» **読解本文**
==================================================

大陸からもたらされたのは良いことばかりではありませんでした。それまで日本列島になかった病気が入ってきたのです。

その代表が結核で、縄文時代には存在せず、弥生時代に稲作とともに日本に侵入したとされています。

進行すると背骨に感染が広がって骨の変形が起きるため、発掘された骨を見て結核にかかっていたとわかることがあります。日本で確認されたなかでもっとも古いのは、弥生時代後期にあたる約2000年前の遺跡から出土した骨です。

最近の研究で、大陸の長江流域にある約5000年前の遺跡から、結核に感染したあとのある東アジア最古の骨が発見されました。

日本だけでなく朝鮮半島やベトナムでも、稲作が伝わった時期に結核が侵入したと考えられており、この遺跡の周辺から稲作と結核が一緒に広がっていった可能性が指摘されています。

続く古墳時代の遺跡からは同様の骨が多数見つかっており、弥生時代に伝わった結核が、この時期までに日本に根づいたと考えられます。

古墳時代にあたる3世紀から7世紀にかけて東アジアは気温が低く、雨の多い気候が続いたようです。このことも結核の蔓延に手を貸したかもしれません。

 

【アメリカ人の5倍!? 結核を発症しやすいと言われる日本人】

日本人は同じように結核菌と接触しても、他の人種より結核を発症しやすい遺伝子を持つ人が多いと考えられています。

==================================================

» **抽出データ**
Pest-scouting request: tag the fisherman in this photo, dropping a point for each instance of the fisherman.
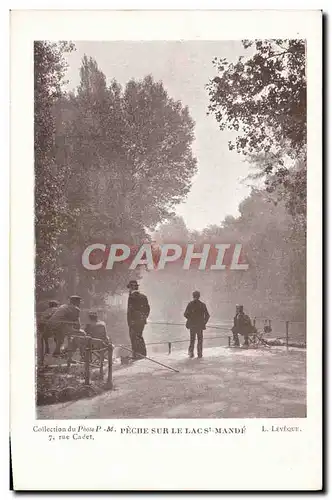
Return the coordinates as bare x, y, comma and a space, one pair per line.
64, 320
197, 317
43, 327
242, 325
137, 313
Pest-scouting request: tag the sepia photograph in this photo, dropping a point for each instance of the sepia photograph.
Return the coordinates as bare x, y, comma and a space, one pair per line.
166, 237
170, 226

==================================================

» **課題のねらい**
本文を読み、次の問いにそれぞれ一文で答えよ。
(a) 結核は、どの時代に何とともに日本に侵入したとされているか。
(b) 日本で確認された結核の骨のうちもっとも古いものは、約何年前の遺跡から出土したものか。
(c) 古墳時代にあたる3世紀から7世紀にかけて、東アジアはどのような気候だったようだとされているか。

» **解答**
(a) 弥生時代に、稲作とともに日本に侵入したとされている。
(b) 弥生時代後期にあたる約2000年前の遺跡から出土したものである。
(c) 気温が低く、雨の多い気候が続いたようだとされている。